◆ **Required action**
Please list every AI area that the excerpt on Russia's AI push says Christofari is boosting.

◆ **Excerpt to read**
In a speech to the AI Journey Conference 2020 held in Moscow in December, Putin told 10,000 online delegates that AI is “one of the greatest technologies ever created by humanity.” He promised that AI would become deeply embedded into the nation’s infrastructure as part of a new Russian revolution.

Observers have warned about the use of the technology in military and internal security applications amid fears of a new AI-powered global stand-off. Russia has trialled the Uran-9 unmanned robot tank in Syria and aims to have 30% of combat capability powered autonomously by 2030. But it is in the civil sphere that AI promises a profound transformation of everyday life.

During the event, Putin spent two hours expounding on AI, flanked by former economy minister Herman Gref, who is Chief Executive of Sberbank, Russia’s largest financial institution.

Gref plays a key role in Russia’s AI transformation. Sberbank is a 150-year old institution, half Government-owned and with 100 million customers. The bank is undergoing a dramatic re-invention using AI technology. Sberbank is in the process of launching an eco-system of AI-powered consumer services under the Sber brand, spanning ride-hailing, food delivery, digital assistants and automated banking. 

But as Sberbank’s Chief Technology Officer David Rafalovsky explains: “What makes Sber unique in the financial industry is that we are not only users of technology, we are creators of technology.”

Introducing Christofari

Sberbank has built the powerful Christofari supercomputer, unveiled in December 2019, which allows for the fast processing of AI models. 

One of the world’s 40 fastest supercomputers and the most powerful in Russia, Christofari was developed in association with US chip maker Nvidia. It allows users to train machine learning models using neural networks in a matter of days rather than weeks. This is boosting AI areas such as natural language processing, predictive analytics, computer vision and fraud detection.

Rafalovsky says this has greatly improved the quality of Russian artificial language generation, putting it on a par with anything produced by the US tech giants. Christofari’s natural language processing uses GPT-3, the Generative pre-Trained Transformer model that uses deep learning to produce human like text. This is powering Sber’s digital assistants such as a service called Duet. This is comparable to Google’s Duo, a voice assistant that can book appointments over the phone, interacting with humans. “Only Sber and Google, as far as I know, have the ability (for a digital assistant) to maintain a robust conversation and make a decision on our behalf and I am very proud of that,” he says.

◆ **Given entries**
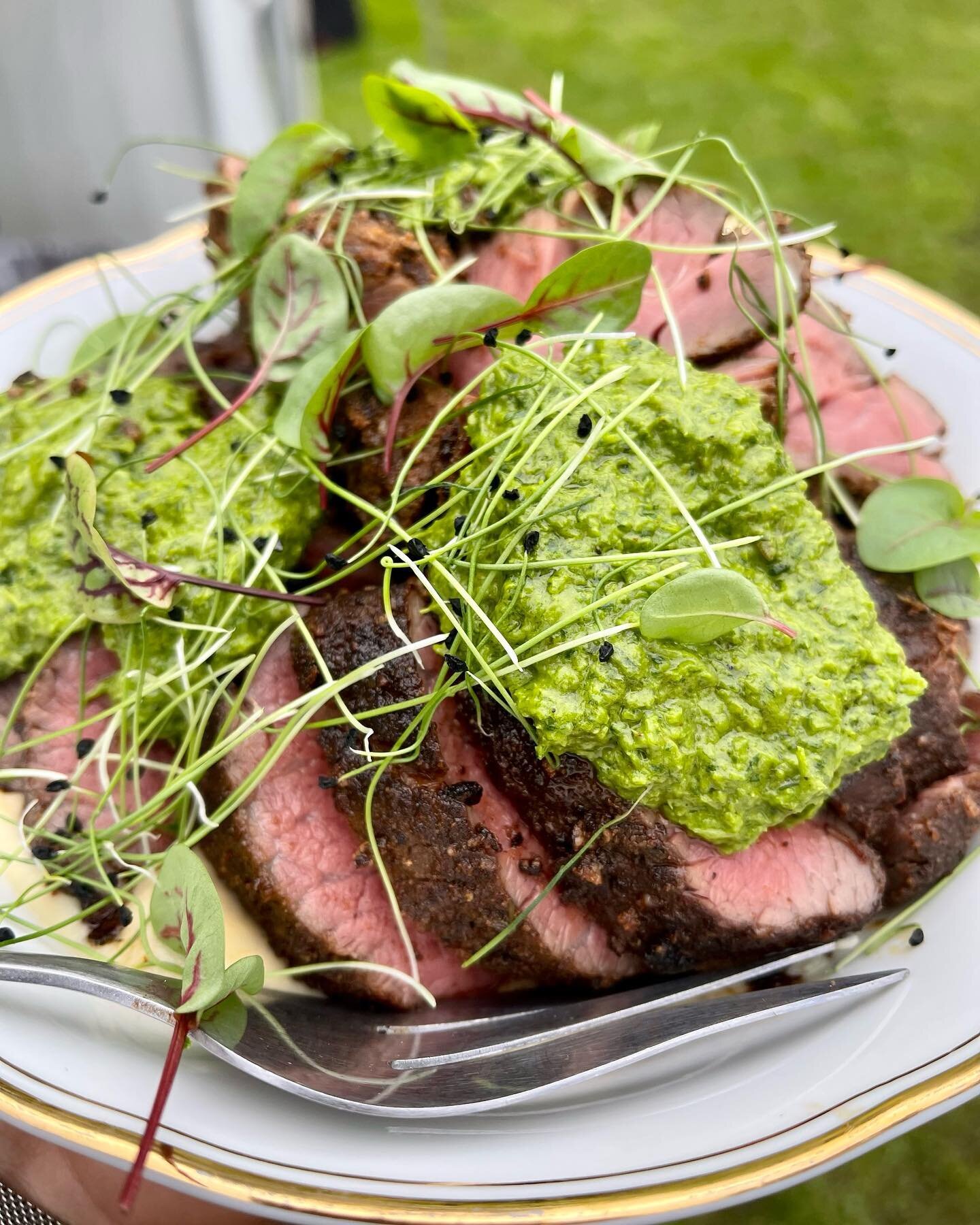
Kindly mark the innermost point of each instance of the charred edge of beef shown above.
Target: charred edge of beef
==
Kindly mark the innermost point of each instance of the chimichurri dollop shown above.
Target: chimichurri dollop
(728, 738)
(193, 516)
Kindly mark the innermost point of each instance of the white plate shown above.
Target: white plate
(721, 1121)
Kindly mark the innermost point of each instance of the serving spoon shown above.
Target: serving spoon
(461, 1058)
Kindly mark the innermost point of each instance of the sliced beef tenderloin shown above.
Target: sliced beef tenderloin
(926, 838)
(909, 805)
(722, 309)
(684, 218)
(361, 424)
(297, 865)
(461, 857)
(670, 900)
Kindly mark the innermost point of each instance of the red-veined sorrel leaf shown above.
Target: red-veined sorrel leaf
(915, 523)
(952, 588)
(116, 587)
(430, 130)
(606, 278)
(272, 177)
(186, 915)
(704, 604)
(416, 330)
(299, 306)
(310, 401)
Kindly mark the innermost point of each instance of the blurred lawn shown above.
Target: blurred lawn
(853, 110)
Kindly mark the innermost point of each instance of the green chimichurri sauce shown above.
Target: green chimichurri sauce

◆ **Answer section**
- Natural language processing
- Predictive analytics
- Computer vision
- Fraud detection